### TASK INSTRUCTIONS
The word "flag" marks the lines to copy; find all of them in the entries below.

### DATASET CONTENT

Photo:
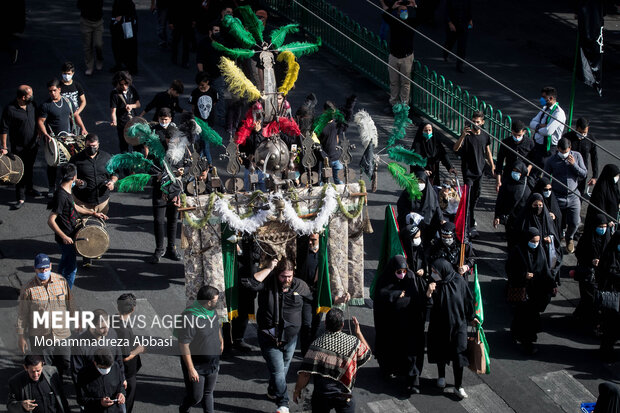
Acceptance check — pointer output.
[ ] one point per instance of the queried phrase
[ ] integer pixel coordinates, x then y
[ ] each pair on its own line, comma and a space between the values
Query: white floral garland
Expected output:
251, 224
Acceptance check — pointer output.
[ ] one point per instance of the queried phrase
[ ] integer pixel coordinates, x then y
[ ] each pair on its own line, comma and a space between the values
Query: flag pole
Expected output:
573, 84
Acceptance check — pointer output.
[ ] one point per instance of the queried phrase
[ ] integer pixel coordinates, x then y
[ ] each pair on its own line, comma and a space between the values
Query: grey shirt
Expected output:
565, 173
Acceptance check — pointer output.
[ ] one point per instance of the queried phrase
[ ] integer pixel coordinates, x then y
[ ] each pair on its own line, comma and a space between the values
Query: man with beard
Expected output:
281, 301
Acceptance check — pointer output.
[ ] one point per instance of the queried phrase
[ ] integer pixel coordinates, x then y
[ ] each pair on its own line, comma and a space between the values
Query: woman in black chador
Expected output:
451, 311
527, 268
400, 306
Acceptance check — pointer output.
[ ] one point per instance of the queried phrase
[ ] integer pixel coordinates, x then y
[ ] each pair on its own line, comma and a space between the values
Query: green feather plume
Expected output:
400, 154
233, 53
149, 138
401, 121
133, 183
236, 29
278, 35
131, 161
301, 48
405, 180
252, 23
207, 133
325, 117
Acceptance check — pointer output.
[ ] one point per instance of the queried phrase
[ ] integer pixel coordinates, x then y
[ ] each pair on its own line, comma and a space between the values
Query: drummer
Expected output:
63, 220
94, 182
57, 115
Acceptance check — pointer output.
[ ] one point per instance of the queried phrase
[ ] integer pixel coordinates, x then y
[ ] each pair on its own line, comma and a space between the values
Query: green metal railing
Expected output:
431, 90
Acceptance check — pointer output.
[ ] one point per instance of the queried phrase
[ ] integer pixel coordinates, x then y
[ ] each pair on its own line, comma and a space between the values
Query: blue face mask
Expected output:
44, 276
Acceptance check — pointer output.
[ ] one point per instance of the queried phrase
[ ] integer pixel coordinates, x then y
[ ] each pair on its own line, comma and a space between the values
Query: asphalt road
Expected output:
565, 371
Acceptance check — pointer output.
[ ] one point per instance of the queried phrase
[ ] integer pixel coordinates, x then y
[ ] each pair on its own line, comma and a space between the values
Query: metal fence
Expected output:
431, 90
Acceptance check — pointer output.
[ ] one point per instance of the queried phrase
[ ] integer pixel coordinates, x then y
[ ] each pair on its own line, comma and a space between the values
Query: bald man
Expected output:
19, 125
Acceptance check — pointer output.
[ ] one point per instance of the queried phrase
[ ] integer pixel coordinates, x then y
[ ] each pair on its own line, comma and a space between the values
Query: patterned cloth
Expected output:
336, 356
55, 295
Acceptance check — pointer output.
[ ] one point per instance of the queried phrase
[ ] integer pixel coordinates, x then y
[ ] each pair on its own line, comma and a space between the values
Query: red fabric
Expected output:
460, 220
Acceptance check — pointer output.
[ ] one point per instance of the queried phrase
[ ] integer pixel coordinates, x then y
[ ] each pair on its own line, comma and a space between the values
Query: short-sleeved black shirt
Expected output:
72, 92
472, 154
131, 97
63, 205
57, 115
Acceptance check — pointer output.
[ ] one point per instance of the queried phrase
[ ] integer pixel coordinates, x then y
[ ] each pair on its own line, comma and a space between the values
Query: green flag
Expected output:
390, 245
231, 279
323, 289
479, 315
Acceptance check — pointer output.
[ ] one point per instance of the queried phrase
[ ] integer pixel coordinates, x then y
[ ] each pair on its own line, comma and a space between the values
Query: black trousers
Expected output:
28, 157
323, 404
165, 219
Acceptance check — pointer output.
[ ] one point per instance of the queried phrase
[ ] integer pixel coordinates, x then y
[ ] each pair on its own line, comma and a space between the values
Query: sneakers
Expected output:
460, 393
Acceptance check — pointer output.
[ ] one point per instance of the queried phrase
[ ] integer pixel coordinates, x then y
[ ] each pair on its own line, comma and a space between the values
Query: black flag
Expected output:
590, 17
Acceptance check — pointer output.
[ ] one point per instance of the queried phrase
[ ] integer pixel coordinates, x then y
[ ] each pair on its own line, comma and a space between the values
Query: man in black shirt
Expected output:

### TASK RESPONSE
Query: flag pole
Query: green flag
Query: black flag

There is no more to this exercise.